### Prompt
According to the article below on the Manitoba Hydro layoffs, why does the union leader expect response times for electricity outages to suffer? Answer in one to three sentences.

### Text under study
=====

Response times for electricity outages will suffer as Manitoba Hydro temporarily lays off 200 employees to meet provincial cost-saving demands, says a union leader.
The vast majority of workers targeted for four-month layoffs, announced by the Crown corporation Friday, are field staff who respond to storms and fix equipment, said Mike Espenell, business manager for International Brotherhood of Electrical Workers Local 2034.
“It will definitely have an effect on our ability to respond,” he said.
Espenell said the layoffs are at odds with comments from Premier Brian Pallister, who has routinely praised front-line workers during the pandemic.
“Our staff have worked right through this,” Espenell said. “They’re not sitting at home.”
Hydro CEO Jay Grewal announced the layoffs in a memo to staff on Friday morning.
‘Not our preferred course of action’
“This absolutely was not our preferred course of action,” Grewal wrote.
The Crown corporation was left with no choice but to lay off members from IBEW Local 2034 — which represents most front-line field employees, such as workers at generating stations and on transmission lines — and Unifor, according to Grewal.
Hydro couldn’t reach an agreement on another method to find labour cost savings, she said.
Officials with the corporation are still consulting with the Canadian Union of Public Employees on a potential strategy.

=====

### Collected data
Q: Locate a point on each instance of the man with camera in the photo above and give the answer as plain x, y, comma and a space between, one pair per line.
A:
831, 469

=====

### Output below
Most of the workers targeted for the four-month layoffs are field staff who respond to storms and fix equipment. Laying them off will hurt Hydro's ability to respond to outages.